(Lista de tarefas):
**A)** No texto sobre jovens operários, transforme em lista o parágrafo iniciado por "As queixas dos jovens qualificados", conservando os fatos principais.
**B)** Reescreva o trecho do texto sobre jovens operários que abre com as palavras contendo "A fala desta" e fecha com "melhor inseridos socialmente.", trocando "sociabilidade" por "convivência".
**C)** Passe para o inglês esta frase do texto sobre jovens operários: "Mas não percebem, nas empresas, maior valorização de seu trabalho."

(Texto fornecido):
- - - -

Para os raros jovens que exerciam atividades mais complexas (10 jovens com trabalho mais qualificado), a fala sobre o conteúdo vem mais aliada à preocupação em realizar as tarefas adequadamente, em encontrar boas ferramentas, na satisfação com o trabalho realizado, ainda que também tenham destacado problemas; não falam em repetição, peso, rotina ou na facilidade de seu trabalho. Têm mais orgulho daquilo que realizam seja por sua qualificação técnica para o trabalho – no caso dos jovens ferramenteiros ou que fizeram cursos técnicos, seja por estarem operando máquinas consideradas mais complexas, que exigem um grau maior de responsabilidade. Mas não percebem, nas empresas, maior valorização de seu trabalho.

"Temos que saber muito das ferramentas para dar conta de nosso trabalho. Eu gosto do que faço, mas gostaria de aprender ainda mais e que fosse mais reconhecido" (H, 19 anos, Q, empresa SETA).

As queixas dos jovens qualificados são geralmente dirigidas contra as chefias e motivadas pela pouca autonomia. Aqueles com qualificação técnica não conseguiam usar sua criatividade para resolver problemas e promover melhorias nos processos (22), tendo sempre que recorrer a um nível superior. Já no caso dos migrantes, o conteúdo do trabalho fabril era contraposto àquele realizado na roça ou no pequeno comércio.

No caso das mulheres, principalmente das casadas, as tarefas realizadas na fábrica acabam tendo uma conotação mais positiva quando comparadas às tarefas domésticas (23):

"Claro que esse trabalho aqui é muito importante, não me traz só problemas. Além de construir minha casa com ele, aqui a vida com os colegas é bem legal. Eu não agüentaria ficar em casa, estou gostando de estar aprendendo, conhecendo mais gente." (M, 22 anos, SQ, empresa SETA).

A fala desta jovem acaba por revelar que a fábrica também é para esses jovens e principalmente para as mulheres, um importante espaço de aprendizado e de sociabilidade. Para os jovens pouco escolarizados, a experiência de trabalho fabril também era vista como mobilizadora para o retorno à escola e, embora inicialmente por razões instrumentais, este retorno acabava também por significar a possibilidade de se tornarem bem informados e melhor inseridos socialmente.

"Eu voltei a estudar porque foi uma exigência da fábrica. Eu voltei e continuo aqui, mesmo salário, mesma função. Mas eu cresci muito com a escola também, mais fora daqui, né? Sei mais das coisas, um pouco mais" (H,23 anos, SQ, SETA).

Mas aqui vale ressaltar o espanto inicial desses jovens com as exigências de retorno à escola por parte das empresas, principalmente dentre os jovens da grande empresa. Revelam inicialmente que não compreendem o porquê da necessidade de um maior tempo de estudos. Para os jovens, parecia claro que o interesse da empresa estava mais centrado na obtenção das certificações de qualidade. Ao mesmo tempo, em um segundo momento relacionavam a escolaridade a algumas mudanças concretas no espaço de trabalho. Alguns deles acabam evidenciando que o trabalho realizado passara a exigir ao menos alguns conhecimentos básicos de Língua Portuguesa e Matemática, embora muitas vezes de forma vaga.

- - - -

(Registros fornecidos):
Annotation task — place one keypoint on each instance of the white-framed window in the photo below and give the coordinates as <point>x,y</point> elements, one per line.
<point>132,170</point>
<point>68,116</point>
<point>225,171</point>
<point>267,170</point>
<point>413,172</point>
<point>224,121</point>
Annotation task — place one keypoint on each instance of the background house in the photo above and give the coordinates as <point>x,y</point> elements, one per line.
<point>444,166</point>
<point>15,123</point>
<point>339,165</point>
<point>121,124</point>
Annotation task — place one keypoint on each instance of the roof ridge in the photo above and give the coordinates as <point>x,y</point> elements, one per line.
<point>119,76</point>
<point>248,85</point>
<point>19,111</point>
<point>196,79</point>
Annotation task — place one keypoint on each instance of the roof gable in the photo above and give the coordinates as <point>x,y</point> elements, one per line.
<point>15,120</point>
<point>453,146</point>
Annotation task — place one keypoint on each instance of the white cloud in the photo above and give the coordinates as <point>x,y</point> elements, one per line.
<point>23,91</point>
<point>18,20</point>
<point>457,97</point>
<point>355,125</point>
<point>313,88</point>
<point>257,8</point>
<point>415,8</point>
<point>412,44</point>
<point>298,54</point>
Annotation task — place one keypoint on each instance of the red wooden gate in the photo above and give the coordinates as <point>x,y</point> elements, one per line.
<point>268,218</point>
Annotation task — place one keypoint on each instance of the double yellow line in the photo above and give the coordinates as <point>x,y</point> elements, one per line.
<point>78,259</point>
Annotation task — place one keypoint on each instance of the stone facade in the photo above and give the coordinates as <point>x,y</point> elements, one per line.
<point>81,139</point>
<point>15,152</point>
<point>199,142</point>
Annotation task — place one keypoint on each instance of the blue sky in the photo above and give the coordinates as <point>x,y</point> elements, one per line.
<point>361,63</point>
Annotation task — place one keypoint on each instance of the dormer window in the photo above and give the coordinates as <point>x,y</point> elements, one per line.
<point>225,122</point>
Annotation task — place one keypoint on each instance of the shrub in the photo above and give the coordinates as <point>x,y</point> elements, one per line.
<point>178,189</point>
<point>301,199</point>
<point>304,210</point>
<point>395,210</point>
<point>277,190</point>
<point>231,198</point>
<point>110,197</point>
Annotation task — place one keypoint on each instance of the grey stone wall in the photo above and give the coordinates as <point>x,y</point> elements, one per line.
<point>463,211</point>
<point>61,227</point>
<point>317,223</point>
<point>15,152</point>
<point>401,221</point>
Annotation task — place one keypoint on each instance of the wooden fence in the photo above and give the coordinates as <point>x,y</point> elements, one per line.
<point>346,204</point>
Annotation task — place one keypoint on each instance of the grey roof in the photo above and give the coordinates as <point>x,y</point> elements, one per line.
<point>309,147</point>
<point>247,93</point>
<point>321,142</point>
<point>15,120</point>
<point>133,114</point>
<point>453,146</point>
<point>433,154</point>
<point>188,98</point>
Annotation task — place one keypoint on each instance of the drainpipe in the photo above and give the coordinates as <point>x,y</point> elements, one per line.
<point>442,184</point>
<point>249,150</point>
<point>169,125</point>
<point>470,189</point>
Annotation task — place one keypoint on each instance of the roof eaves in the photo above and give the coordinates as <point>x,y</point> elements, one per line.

- - - -

(Respostas dadas):
**A)**
- As queixas dos jovens qualificados costumam ser dirigidas às chefias e são motivadas pela pouca autonomia.
- Os que têm qualificação técnica não conseguiam usar a criatividade para resolver problemas e melhorar os processos, e precisavam sempre recorrer a um nível superior.
- Os migrantes contrapunham o trabalho fabril ao que faziam na roça ou no pequeno comércio.

**B)**
A fala desta jovem acaba por revelar que a fábrica também é para esses jovens e principalmente para as mulheres, um importante espaço de aprendizado e de convivência. Para os jovens pouco escolarizados, a experiência de trabalho fabril também era vista como mobilizadora para o retorno à escola e, embora inicialmente por razões instrumentais, este retorno acabava também por significar a possibilidade de se tornarem bem informados e melhor inseridos socialmente.

**C)** But they do not perceive, in the companies, any greater appreciation of their work.